**Stated task**
Give every line again exactly as it appears, please, but not the pictures.

**Data lines**
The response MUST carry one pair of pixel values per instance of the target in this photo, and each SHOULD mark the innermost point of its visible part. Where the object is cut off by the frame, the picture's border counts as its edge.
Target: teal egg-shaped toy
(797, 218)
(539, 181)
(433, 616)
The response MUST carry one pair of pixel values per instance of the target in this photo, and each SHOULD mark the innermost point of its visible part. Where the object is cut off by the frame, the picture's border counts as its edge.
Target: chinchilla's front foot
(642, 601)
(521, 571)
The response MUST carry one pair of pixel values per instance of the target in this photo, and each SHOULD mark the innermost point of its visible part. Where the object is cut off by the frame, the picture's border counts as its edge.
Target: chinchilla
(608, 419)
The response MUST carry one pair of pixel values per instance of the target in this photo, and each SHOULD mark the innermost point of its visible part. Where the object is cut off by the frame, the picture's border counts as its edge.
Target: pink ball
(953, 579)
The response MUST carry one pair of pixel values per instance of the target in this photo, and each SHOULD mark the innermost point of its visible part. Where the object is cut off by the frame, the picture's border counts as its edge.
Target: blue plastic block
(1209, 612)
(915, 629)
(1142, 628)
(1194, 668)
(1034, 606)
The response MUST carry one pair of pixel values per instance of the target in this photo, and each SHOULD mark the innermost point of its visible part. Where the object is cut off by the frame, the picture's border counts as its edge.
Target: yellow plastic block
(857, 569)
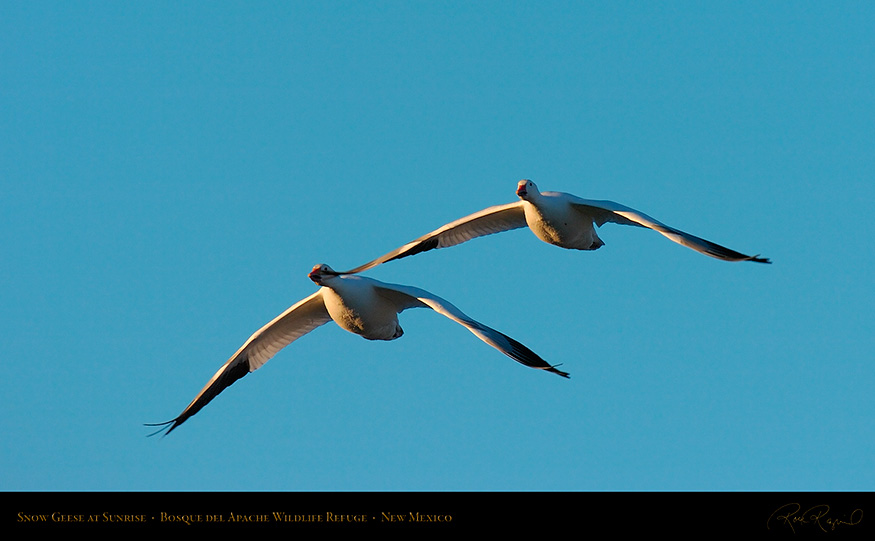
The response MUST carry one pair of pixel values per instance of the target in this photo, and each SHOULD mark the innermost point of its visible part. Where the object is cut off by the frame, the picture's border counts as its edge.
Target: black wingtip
(558, 372)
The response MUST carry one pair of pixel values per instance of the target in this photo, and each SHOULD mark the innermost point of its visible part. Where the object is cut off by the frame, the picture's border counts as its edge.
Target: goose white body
(359, 305)
(557, 218)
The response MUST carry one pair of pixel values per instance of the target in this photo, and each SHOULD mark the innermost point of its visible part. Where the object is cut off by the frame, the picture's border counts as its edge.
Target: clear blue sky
(170, 172)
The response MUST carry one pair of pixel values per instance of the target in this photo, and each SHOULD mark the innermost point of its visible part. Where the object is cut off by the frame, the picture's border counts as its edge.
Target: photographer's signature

**Answer in full**
The response MUST carry one pair of pixel values per instance of the target in this photo, and each SHOULD mark the innermost point of its visible part. Where the object is cut off by the frame, the picture's border counts as its edge.
Target: teal egg-shaped toy
(797, 218)
(539, 181)
(433, 616)
The response MUST carry one pair of pixel values per instance of the target in this photo, and each SHOULD mark the innermost point of its visible part. Where the object is cut off by the frame, the picture's border counts as its edge.
Target: chinchilla's front foot
(642, 601)
(521, 571)
The response MUST carry one pair of pixel values per instance of the target in this photo, and each SHOULD mark the innermost point of its visible part. Where the object is cut off by the frame, the picture's border counts as its edge.
Target: chinchilla
(608, 419)
The response MUST carry one pair of pixel values per instance of the target in this photo, and each SHOULD mark the innermost point of its visible part. Where the object is cut off by the frame, the picture's border counts as its edge.
Target: pink ball
(953, 579)
The response MUST carry one pair of pixel values per instance of the target in this photo, and each SHOULD mark the innermost point of its visible part. Where the object is cut off by the frame, the picture's border counts as its edge.
Target: blue plastic block
(1209, 612)
(915, 629)
(1142, 628)
(1194, 668)
(1034, 606)
The response MUST carry one pair of pixel values per instance of the target in this photo, and each SHOULD mark the innermost point of its visible part. Where the object is cut off by the frame, the picture's border counts as its edge.
Target: yellow plastic block
(857, 569)
The response MUST carry one pair of pixel values per instance of the target in this photo, and each SHOULD mark the innermost point of its visible part. Where the object is cut off by the frame, the picture's border counts as its edge.
Target: black wingtip
(558, 372)
The response MUST carry one pair of pixel values per instance of the target in this photo, and each SHOULD mark the innermost point of its visible part. Where the object is cut off by the frame, the picture's border counts as its edge.
Target: goose white body
(359, 305)
(557, 218)
The response MUST carry one pair of pixel values per instance of the target in this photo, and each SHOULD mark the innermost point of its visible part. Where the object is cut off by the frame, the picture's border counts as its edge.
Target: clear blue sky
(170, 172)
The response MUST carry one pair of pixel values per instance of the target in this photo, and each SHOULD mark the innermost point of its visible part. Where the object is cut off by the frame, the picture's border counts as its edge.
Target: photographer's signature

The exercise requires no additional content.